__WORK TO DO__:
Please edit the records from the line containing "Would you be able to mark the white door" through the end of the records so that "single point" becomes "single dot", with all else left unchanged. Leave the pictures out of your answer.

__INPUT MATERIAL__:
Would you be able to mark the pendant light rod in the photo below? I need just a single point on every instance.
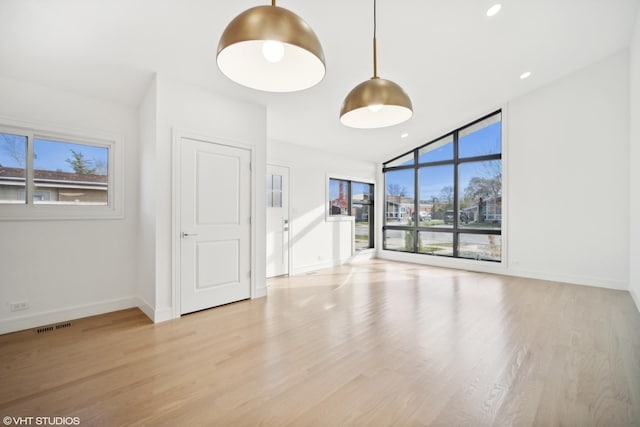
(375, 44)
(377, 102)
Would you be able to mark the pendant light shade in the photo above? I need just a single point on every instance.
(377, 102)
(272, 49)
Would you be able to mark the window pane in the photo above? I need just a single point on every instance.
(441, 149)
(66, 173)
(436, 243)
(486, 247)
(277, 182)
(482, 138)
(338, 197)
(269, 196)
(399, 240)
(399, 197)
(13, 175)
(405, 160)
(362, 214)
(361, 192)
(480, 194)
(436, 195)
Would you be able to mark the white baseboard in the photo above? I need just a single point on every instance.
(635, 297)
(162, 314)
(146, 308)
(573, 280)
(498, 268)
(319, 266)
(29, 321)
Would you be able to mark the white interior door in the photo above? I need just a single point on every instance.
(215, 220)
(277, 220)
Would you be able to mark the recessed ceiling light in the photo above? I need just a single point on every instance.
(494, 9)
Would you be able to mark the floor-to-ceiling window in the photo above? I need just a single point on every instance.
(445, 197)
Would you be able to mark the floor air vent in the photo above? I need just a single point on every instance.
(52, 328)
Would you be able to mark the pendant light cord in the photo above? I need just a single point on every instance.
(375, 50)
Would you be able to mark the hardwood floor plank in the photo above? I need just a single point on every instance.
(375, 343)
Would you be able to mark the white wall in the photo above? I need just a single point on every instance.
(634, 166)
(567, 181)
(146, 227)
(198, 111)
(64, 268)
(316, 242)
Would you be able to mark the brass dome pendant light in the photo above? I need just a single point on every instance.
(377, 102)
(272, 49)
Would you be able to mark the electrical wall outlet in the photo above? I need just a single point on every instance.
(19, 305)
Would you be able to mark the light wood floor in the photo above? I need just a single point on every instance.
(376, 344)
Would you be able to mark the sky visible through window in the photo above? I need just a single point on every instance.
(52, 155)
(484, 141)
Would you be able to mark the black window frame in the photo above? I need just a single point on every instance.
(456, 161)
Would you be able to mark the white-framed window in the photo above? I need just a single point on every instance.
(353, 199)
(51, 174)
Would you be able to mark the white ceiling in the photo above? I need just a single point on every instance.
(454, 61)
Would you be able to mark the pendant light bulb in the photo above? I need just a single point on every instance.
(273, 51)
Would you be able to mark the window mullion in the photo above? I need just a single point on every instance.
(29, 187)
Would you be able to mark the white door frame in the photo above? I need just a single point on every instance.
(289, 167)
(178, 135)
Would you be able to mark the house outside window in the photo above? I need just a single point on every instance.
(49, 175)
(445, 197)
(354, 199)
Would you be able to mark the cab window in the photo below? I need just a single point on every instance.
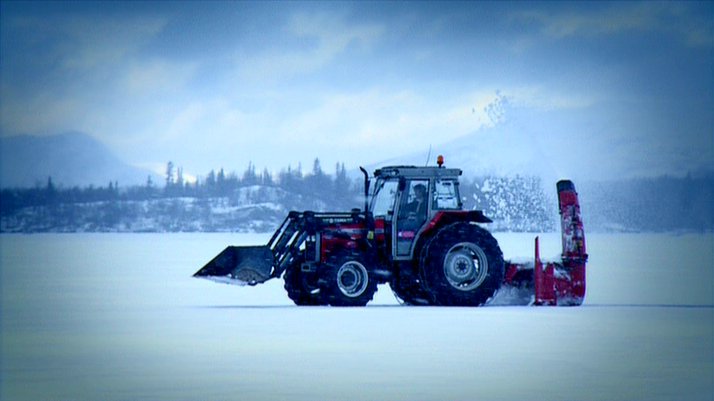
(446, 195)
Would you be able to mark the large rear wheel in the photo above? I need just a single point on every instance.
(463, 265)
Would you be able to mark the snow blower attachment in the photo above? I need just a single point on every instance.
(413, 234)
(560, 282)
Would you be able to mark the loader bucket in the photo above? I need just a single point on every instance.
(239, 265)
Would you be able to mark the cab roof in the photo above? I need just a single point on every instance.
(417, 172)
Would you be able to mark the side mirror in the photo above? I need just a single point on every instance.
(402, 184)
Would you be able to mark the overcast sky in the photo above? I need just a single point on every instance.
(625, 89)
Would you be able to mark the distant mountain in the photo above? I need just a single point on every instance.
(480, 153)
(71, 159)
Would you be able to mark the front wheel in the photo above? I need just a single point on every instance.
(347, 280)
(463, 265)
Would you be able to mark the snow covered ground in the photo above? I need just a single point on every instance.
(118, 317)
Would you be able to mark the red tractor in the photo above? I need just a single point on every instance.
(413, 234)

__OUTPUT OF THE TASK__:
Would you be able to mark the white door frame in the photo above? I need just a single dot on every instance.
(289, 167)
(178, 135)
Would you be able to mark the house outside window in the photo above? I need just a single dot on every instance.
(49, 175)
(445, 197)
(354, 199)
Would you be able to mark the cab window in the photo below? I need just a single dot on every instance.
(446, 195)
Would you be able to mark the large rear wheel in the photo above? I need just a single dot on every instance.
(463, 265)
Would you be able to mark the snow blower attachment in the photo above? I need just a single dot on every instance.
(413, 234)
(560, 282)
Would you be able to mark the loader bucket in the photo above? I need just a single dot on every instance.
(239, 265)
Would you be able to mark the cab roof in the photo above? I need just a single dot on every instance.
(417, 172)
Would you be able to mark the side mirror in the photo above? I need just a single dot on every instance.
(402, 184)
Would you be able to mark the overcast sky in the photo above? I need just a single dot on every instance.
(625, 89)
Would you be able to mark the distant mountain in the photo above? I need just a single dot on every instance.
(480, 153)
(71, 159)
Would you be able to mark the front wheel in the photo above? I need just a single dot on every instance.
(347, 280)
(463, 265)
Would you be able to mark the snow covered ground in the photo above? I need just a single dot on every instance.
(118, 317)
Would you be able to mark the red tractor in the photo above? I need just a single dot on every instance.
(413, 234)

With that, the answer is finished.